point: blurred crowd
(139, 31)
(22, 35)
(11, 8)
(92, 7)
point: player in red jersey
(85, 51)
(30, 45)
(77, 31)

--------

Count the lines in the items above that contain the word "point". Reply with the number alone.

2